SUPPLIED PASSAGE:
Joseph Yracheta, a genetics researcher of indigenous Mexican descent, agrees with Fox.

Yracheta, who's at consulting group Indigenomics and has a background in pharmaceuticals, says large scale data research and the technology associated with it has become so advanced and powerful that big data not only has potential to cure disease. It also has potential to be highly destructive.

"They're basically saying that genomics is going to make everything equal, but that's not what makes things equal. Legislation, social movements, civil rights, limiting corporate power, those are what makes things equal," Yracheta said.

"This is going to create a huge honeypots, a huge treasure chest of information for the people who have the power to turn that information into products to simply turn them into products."

Yracheta says precision medicine is a good way to start equalizing medicine, but achieving that outcome is not as easy as one research program.

"It's a hope. It's a beautiful castle on a hill. And many of us, including scientists of color, we believe in that castle on the hill. That's what we've been working our whole lives for," he said.

"But they don't tell you about all the barbed wire, all the buried mines, all the problems getting up that hill to that castle."

Precedent For Expensive Treatments

Arizona State University biomedical historian Ben Hurlbut says exploitation of people of color and underserved communities happened before in medicine. In the 1990s, a lot of academic researchers started teaming up with rare disease groups to identity genes causing disease.

“The academic researchers would patent the gene and control diagnostics and drug development without the involvement of the rare disease group who brought them the resources to do the research in the first place,” said Hurlbut.

In fact, after scientists discovered the gene causing cystic fibrosis in 1989, a rare disease group and NIH funded researchers partnered to study the condition. Vertex Pharmaceuticals used the decades of research to create a therapy that could help 90% of patients.

But the treatment costs around $300,000 a year.

“When that drug came out, one of my daughter’s best friend had cystic fibrosis and was a candidate for that drug. His mom took on a full-time job in order to pay for the drug like that was the sole purpose of her job was to pay the copay,” said Hurlbut.

The solution to unequal health-care access isn’t easy, he says that doesn’t mean it can be ignored. Especially when to date, more than 270,000 people have gone through All of Us.

“We as a society and a public put in place the regulatory structures, the public research investment, the market structures that produce the dynamics that we have,” Hurlbut said.

“We could change those tomorrow if there was the political will to do so.”

Solutions Aren't Easy

Pharmaceutical companies are working on the All of US study. Alyssa Cotler, a spokeswoman for the program, says participants get information before they consent. And she says private-public partnerships are productive. They’ve led to life saving therapies.

MATERIAL SHOWN:
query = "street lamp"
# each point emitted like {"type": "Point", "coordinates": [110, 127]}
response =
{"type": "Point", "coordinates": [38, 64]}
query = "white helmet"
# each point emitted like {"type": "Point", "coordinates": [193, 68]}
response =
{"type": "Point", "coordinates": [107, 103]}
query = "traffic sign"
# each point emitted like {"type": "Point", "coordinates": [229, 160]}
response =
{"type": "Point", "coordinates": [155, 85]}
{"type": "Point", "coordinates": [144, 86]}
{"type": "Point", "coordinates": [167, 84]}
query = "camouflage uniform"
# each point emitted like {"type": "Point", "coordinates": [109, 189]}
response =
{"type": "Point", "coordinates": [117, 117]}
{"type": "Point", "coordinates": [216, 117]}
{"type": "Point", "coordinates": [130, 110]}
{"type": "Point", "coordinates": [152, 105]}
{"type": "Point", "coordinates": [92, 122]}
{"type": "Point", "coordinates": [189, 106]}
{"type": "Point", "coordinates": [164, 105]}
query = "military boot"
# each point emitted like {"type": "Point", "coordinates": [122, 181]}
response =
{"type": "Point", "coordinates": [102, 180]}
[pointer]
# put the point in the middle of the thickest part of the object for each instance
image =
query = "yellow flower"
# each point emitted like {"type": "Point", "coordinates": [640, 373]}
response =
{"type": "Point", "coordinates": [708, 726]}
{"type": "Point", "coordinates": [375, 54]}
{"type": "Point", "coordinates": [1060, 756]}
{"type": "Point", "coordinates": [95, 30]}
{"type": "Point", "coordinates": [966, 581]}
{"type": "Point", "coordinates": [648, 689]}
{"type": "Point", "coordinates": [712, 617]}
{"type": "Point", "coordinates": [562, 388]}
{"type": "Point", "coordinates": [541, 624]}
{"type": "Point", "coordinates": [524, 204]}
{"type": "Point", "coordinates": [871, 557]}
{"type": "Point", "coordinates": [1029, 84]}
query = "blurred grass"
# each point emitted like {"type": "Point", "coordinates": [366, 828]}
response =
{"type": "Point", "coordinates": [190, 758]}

THE TASK:
In the passage on precision medicine and equity, copy the text between "Joseph Yracheta, a" and "be highly destructive.", inclusive, but put "large data sets" in place of "big data". You won't need the records for this.

RESULT:
Joseph Yracheta, a genetics researcher of indigenous Mexican descent, agrees with Fox.

Yracheta, who's at consulting group Indigenomics and has a background in pharmaceuticals, says large scale data research and the technology associated with it has become so advanced and powerful that large data sets not only has potential to cure disease. It also has potential to be highly destructive.